#### TASK INSTRUCTIONS
Rewrite every entry below, replacing each "keypoint" with "marker" and leaving everything else unchanged. Leave the pictures out of your answer.

#### RECORDS SUPPLIED
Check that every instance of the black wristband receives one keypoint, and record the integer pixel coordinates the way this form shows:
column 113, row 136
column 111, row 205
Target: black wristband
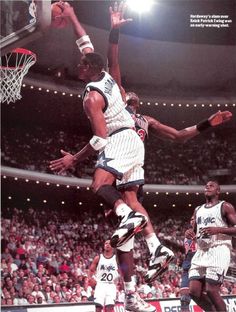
column 114, row 35
column 203, row 125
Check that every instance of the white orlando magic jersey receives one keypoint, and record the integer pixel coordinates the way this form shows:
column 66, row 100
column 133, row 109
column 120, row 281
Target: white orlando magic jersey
column 116, row 116
column 141, row 123
column 107, row 270
column 211, row 217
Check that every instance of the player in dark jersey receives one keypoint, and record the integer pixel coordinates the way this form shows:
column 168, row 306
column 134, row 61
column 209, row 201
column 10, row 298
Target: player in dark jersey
column 143, row 124
column 190, row 249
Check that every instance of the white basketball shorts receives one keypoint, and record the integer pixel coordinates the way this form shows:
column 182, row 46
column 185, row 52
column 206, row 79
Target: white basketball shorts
column 105, row 294
column 211, row 264
column 124, row 157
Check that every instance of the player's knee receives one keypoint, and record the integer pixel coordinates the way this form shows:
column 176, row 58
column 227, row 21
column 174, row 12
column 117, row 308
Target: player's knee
column 128, row 246
column 184, row 302
column 194, row 295
column 108, row 194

#### SOLUTION
Check that every instance of the black wristband receives one marker, and record the integer pixel coordinates the way this form shows:
column 113, row 136
column 111, row 205
Target: black wristband
column 114, row 35
column 203, row 125
Check that every instance of the white orlando magic jersey receives one marker, and record the integer pixel coordinates the way this form shows:
column 66, row 100
column 133, row 109
column 120, row 281
Target: white orlando magic jersey
column 116, row 116
column 141, row 123
column 107, row 270
column 211, row 217
Check that every instance of the player in dark jersey receives one marker, and record the integer pixel coordinates the way this form shows:
column 168, row 306
column 134, row 61
column 209, row 201
column 10, row 298
Target: player in dark jersey
column 143, row 124
column 190, row 249
Check that every instance of the white basketball shorts receives one marker, and record the integer pixel coordinates the way this form shows:
column 182, row 46
column 185, row 52
column 206, row 79
Target: white basketball shorts
column 105, row 294
column 211, row 264
column 124, row 157
Check that every instance of the player's knee receives one marker, and record the integer pixel coordinates the way this form shows:
column 176, row 58
column 227, row 21
column 174, row 12
column 117, row 308
Target: player's knee
column 128, row 246
column 184, row 302
column 194, row 295
column 108, row 194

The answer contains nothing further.